#### Record set ####

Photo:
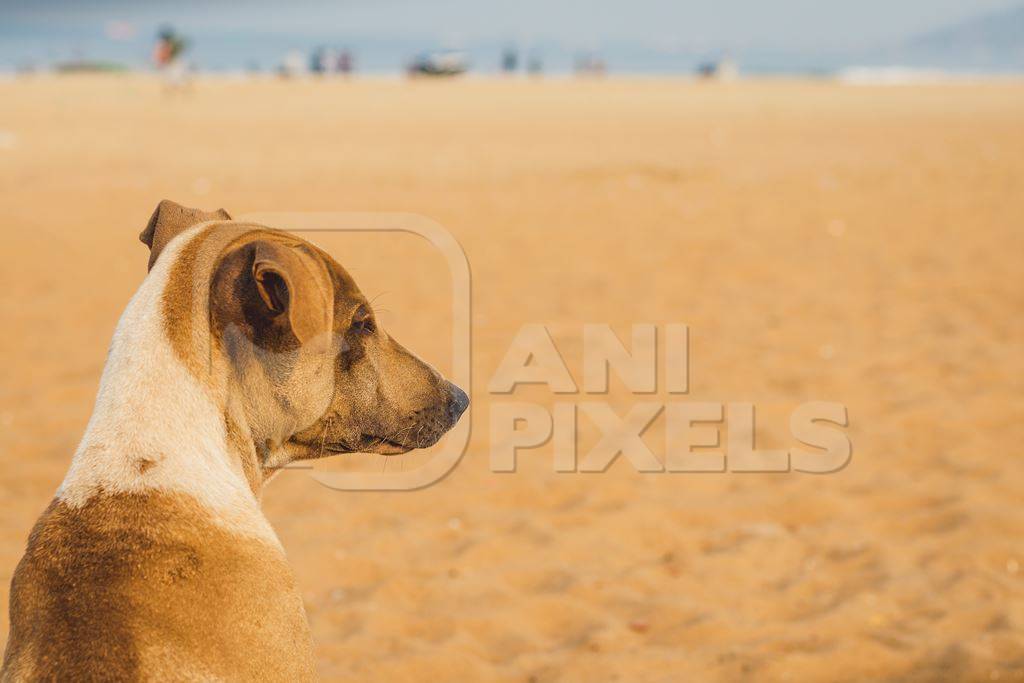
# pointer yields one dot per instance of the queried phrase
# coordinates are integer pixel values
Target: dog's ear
(292, 281)
(169, 220)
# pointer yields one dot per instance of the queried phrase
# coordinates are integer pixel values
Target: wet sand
(862, 245)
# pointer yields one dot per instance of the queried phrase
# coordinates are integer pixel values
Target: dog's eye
(363, 322)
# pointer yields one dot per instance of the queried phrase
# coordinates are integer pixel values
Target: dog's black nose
(458, 402)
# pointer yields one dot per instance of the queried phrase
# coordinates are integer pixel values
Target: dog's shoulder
(138, 585)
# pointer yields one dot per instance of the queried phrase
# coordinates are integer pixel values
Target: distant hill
(992, 41)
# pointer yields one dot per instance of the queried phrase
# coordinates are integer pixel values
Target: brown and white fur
(244, 349)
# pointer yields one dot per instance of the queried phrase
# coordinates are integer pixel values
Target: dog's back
(135, 586)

####

* [Task goal] Convert all the entries above into a Markdown table with the columns "Row" and "Entry line," one row per line, with the row number in the first column and blank lines excluded. Omit the pictures.

* [Answer to the exercise]
| Row | Entry line |
|---|---|
| 1 | Photo: |
| 2 | # pointer yields one dot per instance of the queried phrase |
| 3 | # coordinates are integer pixel values |
| 4 | Target: dog's ear |
| 5 | (292, 281) |
| 6 | (169, 220) |
| 7 | # pointer yields one dot per instance of the queried phrase |
| 8 | # coordinates are integer pixel values |
| 9 | Target: wet sand |
| 10 | (862, 245) |
| 11 | # pointer yields one dot per instance of the queried phrase |
| 12 | # coordinates are integer pixel values |
| 13 | Target: dog's eye |
| 14 | (363, 322) |
| 15 | # pointer yields one dot per instance of the queried phrase |
| 16 | # coordinates are integer pixel values |
| 17 | Target: dog's black nose |
| 18 | (458, 402) |
| 19 | # pointer yields one dot per instance of the queried phrase |
| 20 | # coordinates are integer pixel values |
| 21 | Target: dog's shoulder |
| 22 | (138, 585) |
| 23 | # pointer yields one dot per instance of the queried phrase |
| 24 | # coordinates are integer pixel values |
| 25 | Target: distant hill |
| 26 | (992, 41) |
| 27 | # pointer yields one dot per instance of the queried phrase |
| 28 | # coordinates are integer pixel values |
| 29 | Target: brown and white fur |
| 30 | (244, 349) |
| 31 | # pointer yields one dot per instance of the queried phrase |
| 32 | # coordinates are integer pixel values |
| 33 | Target: dog's back |
| 34 | (135, 586) |